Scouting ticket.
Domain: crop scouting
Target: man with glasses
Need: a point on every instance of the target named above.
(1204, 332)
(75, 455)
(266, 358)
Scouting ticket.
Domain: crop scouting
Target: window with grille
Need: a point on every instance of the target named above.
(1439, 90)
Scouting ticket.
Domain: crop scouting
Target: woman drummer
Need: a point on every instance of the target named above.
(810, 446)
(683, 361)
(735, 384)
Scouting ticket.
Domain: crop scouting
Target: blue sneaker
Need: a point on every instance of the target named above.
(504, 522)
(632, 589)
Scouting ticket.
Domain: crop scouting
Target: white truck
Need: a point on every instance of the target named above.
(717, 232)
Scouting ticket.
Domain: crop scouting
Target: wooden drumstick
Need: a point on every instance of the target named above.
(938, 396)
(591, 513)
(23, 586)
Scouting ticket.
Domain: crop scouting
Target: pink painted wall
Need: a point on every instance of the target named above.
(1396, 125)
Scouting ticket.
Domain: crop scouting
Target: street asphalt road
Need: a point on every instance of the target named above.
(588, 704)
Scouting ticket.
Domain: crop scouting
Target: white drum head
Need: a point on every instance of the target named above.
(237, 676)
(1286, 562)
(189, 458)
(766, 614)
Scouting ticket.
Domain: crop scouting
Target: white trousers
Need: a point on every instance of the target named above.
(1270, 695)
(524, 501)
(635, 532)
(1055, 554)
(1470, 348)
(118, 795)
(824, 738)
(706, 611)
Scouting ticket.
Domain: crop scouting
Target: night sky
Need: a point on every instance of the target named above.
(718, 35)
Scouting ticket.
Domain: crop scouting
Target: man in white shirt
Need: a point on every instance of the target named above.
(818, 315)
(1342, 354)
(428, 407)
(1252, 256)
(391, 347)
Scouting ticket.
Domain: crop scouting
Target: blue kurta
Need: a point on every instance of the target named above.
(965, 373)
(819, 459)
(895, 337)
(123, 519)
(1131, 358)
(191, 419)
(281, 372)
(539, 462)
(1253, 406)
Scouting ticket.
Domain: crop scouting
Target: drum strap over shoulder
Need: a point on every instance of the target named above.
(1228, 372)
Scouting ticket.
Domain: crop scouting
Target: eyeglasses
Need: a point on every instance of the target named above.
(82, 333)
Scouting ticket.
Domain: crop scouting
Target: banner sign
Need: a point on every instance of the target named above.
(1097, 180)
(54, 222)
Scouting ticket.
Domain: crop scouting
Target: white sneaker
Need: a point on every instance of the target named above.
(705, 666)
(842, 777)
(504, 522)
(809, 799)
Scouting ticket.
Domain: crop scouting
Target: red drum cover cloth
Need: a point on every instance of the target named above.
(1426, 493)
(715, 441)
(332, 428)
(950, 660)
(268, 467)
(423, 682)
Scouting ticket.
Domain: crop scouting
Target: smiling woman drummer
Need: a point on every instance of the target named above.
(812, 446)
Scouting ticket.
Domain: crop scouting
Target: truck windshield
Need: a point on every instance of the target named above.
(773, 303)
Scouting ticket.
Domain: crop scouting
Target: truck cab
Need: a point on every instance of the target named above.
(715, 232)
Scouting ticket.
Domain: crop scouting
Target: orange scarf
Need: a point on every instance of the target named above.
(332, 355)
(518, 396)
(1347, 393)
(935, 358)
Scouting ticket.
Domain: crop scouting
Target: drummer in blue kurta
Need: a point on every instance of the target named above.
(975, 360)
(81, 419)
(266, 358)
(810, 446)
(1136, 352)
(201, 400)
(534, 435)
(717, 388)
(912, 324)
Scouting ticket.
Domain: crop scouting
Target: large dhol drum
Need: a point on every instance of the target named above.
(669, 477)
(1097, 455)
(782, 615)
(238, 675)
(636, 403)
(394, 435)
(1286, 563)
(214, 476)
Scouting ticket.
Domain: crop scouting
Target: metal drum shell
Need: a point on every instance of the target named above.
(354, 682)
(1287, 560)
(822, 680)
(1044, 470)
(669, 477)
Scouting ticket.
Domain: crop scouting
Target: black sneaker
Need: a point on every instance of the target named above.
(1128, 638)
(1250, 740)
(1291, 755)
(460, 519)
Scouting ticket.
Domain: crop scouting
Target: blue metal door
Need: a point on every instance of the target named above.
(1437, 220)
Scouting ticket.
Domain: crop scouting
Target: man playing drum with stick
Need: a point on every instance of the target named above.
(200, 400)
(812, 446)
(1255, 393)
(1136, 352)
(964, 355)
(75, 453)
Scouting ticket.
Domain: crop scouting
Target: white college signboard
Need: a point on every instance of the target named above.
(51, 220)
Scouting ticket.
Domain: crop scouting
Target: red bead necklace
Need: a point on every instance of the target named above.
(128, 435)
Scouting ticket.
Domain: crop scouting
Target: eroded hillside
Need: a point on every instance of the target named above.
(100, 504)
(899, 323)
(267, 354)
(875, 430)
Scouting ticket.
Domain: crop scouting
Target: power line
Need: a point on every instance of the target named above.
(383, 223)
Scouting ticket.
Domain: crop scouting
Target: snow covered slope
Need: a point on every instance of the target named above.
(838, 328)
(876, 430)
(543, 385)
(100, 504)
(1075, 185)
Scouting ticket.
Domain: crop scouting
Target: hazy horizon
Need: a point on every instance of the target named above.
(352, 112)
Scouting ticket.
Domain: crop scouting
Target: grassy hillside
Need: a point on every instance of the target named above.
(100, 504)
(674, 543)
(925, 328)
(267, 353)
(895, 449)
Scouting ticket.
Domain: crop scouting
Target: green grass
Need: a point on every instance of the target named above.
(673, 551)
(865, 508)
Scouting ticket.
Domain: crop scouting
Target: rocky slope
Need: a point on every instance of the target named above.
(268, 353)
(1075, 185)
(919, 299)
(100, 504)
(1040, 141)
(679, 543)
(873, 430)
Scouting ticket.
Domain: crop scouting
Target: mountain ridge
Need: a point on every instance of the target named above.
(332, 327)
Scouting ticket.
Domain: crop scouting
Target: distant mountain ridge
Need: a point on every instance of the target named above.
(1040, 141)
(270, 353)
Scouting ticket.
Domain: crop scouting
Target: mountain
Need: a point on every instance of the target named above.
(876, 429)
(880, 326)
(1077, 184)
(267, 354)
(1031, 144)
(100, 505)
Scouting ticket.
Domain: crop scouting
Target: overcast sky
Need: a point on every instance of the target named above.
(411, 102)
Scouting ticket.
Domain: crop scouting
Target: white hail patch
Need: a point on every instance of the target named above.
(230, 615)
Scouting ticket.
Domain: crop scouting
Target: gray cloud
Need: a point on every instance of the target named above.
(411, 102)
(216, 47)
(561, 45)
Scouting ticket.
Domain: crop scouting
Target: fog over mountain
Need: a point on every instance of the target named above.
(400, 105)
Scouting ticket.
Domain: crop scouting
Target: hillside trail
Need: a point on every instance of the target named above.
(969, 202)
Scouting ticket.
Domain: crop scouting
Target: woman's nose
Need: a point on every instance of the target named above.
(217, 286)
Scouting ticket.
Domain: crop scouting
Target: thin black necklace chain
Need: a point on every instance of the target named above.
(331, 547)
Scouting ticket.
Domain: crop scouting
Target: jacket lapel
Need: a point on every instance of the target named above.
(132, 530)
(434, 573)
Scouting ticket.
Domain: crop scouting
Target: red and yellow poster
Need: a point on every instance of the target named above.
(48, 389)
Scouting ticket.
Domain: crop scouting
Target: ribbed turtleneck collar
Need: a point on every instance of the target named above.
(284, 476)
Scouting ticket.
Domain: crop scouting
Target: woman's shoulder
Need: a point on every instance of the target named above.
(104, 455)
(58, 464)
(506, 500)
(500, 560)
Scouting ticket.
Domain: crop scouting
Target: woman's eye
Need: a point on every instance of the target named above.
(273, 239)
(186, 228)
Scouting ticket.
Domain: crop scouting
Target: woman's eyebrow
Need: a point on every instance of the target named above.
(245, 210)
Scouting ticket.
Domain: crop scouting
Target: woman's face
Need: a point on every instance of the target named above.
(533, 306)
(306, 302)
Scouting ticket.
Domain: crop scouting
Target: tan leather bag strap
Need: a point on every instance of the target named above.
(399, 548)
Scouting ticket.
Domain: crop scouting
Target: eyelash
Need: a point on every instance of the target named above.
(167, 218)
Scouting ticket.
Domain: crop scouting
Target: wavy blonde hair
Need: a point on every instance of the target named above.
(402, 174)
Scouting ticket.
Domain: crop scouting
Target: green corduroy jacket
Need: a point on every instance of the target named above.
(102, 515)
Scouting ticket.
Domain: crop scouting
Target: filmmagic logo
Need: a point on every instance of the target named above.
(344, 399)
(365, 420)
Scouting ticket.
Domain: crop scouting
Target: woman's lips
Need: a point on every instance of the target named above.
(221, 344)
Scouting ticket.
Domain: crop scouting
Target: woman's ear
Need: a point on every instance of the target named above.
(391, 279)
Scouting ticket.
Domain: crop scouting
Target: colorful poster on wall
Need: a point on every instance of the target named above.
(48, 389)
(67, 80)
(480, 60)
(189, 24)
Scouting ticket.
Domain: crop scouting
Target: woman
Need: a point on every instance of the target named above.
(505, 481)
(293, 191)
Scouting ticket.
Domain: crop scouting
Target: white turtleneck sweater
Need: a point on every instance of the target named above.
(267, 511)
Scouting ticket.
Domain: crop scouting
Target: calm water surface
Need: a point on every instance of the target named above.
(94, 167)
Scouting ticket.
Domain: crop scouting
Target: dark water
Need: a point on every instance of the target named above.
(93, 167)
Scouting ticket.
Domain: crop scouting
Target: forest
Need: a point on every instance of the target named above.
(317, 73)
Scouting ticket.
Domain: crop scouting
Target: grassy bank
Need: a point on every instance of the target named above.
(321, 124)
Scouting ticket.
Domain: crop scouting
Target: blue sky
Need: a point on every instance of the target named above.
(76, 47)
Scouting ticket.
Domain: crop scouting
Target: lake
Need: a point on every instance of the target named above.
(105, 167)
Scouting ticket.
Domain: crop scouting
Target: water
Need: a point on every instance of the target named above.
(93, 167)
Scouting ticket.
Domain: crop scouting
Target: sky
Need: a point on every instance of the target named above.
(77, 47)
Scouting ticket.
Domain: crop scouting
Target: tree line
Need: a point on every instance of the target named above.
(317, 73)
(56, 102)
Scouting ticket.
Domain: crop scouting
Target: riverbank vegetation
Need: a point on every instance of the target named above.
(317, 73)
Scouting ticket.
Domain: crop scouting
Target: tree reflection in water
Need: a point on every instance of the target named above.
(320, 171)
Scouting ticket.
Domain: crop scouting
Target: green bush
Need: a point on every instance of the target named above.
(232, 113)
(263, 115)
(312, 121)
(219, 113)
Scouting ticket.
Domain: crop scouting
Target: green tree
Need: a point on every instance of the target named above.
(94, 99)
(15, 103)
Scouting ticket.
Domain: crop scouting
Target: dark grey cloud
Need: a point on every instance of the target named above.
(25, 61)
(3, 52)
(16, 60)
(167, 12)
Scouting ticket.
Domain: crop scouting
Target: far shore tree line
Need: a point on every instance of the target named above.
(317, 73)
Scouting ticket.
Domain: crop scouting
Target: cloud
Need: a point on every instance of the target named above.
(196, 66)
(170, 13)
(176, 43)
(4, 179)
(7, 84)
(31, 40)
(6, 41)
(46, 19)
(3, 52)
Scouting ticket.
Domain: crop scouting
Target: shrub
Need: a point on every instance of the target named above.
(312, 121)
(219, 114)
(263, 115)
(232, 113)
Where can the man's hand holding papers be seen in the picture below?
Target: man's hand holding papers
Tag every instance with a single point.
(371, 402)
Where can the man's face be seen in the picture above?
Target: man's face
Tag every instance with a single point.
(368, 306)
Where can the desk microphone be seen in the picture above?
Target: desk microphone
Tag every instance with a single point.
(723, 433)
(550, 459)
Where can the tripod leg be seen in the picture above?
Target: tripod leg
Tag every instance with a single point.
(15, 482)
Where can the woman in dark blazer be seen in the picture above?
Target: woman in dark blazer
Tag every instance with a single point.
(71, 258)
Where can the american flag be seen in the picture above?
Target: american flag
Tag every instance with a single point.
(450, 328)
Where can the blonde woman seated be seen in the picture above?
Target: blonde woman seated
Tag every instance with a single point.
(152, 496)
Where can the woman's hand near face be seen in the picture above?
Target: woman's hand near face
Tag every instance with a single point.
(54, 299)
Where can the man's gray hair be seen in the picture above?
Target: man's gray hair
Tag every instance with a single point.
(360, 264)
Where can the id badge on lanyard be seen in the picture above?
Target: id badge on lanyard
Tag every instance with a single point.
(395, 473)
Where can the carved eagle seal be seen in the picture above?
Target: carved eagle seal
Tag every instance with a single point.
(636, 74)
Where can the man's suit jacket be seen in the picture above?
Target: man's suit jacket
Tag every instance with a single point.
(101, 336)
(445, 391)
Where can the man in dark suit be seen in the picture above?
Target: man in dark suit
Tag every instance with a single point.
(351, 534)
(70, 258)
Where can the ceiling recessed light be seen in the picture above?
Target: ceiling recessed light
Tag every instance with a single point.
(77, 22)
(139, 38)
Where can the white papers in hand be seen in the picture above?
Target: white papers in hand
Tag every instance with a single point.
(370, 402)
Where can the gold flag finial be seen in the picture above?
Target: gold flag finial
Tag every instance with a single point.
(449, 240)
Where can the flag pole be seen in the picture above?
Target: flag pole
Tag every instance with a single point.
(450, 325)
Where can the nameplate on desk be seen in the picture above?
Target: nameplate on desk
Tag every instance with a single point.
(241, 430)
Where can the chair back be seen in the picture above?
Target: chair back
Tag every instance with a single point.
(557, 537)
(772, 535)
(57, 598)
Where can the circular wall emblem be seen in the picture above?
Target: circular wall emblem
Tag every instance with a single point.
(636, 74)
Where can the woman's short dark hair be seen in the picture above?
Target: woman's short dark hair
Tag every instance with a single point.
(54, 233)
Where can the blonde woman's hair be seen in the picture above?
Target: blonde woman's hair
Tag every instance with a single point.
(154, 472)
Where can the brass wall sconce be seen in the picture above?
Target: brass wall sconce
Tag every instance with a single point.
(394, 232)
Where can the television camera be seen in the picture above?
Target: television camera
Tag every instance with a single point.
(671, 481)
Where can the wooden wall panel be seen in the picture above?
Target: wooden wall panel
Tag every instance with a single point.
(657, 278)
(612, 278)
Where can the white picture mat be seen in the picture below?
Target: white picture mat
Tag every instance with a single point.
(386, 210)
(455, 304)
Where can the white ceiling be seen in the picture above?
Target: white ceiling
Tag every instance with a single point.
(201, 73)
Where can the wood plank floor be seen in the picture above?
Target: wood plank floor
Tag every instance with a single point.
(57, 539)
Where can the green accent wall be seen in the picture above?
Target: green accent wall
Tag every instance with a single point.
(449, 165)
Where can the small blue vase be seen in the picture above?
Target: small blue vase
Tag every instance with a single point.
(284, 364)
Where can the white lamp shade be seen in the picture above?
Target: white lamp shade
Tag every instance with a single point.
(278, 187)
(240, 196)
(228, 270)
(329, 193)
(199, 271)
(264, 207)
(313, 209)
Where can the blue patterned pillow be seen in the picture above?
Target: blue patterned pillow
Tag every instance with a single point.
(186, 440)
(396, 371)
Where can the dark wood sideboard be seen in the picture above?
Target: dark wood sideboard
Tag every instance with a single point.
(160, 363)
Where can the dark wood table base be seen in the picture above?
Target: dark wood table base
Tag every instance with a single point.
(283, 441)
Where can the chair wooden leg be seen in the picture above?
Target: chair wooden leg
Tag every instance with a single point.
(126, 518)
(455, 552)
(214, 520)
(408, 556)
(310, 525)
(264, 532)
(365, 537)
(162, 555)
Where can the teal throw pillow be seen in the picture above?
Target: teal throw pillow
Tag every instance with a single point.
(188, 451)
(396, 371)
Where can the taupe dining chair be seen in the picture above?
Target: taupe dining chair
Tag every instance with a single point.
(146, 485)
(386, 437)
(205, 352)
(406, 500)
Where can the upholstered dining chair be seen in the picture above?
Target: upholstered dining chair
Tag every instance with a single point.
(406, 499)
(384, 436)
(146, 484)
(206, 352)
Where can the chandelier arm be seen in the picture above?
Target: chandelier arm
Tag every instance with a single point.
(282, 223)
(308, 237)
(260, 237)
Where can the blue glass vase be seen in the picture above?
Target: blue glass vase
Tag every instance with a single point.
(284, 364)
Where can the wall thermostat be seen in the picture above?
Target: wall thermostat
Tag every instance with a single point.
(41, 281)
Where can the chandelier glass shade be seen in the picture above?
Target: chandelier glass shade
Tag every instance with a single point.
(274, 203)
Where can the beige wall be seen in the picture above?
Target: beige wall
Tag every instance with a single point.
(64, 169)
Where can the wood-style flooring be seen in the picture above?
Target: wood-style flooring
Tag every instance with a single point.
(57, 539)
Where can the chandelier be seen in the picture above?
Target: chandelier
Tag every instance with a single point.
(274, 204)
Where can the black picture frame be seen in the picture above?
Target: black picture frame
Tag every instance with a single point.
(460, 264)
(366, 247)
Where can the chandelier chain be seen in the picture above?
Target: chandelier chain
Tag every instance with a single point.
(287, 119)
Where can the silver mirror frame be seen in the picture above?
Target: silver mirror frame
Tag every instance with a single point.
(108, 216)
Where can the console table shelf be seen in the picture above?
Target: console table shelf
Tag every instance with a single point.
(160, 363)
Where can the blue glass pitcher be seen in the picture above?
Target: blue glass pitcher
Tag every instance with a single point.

+ + + + +

An exact copy of the line containing "Where can the wood-style" and all lines after it, through the last line of the entries, is the required answer.

* **Response**:
Where can the wood-style flooring be seen in the picture above?
Target: wood-style flooring
Tag every instance with a single point.
(57, 539)
Where can the chandelier be seen in the picture above?
Target: chandelier
Tag every instance with a single point.
(274, 204)
Where can the black picture frame be seen in the picture above?
Target: black picture frame
Tag every instance with a single point.
(460, 264)
(366, 247)
Where can the chandelier chain be seen in the picture above?
Target: chandelier chain
Tag every instance with a single point.
(287, 119)
Where can the silver mirror frame be seen in the picture above?
Target: silver mirror frame
Tag every instance with a single point.
(108, 216)
Where can the console table shelf be seen in the picture above?
Target: console table shelf
Tag every instance with a single point.
(160, 363)
Where can the blue glass pitcher be seen in the picture above?
Target: blue glass pitcher
Tag every instance with a single point.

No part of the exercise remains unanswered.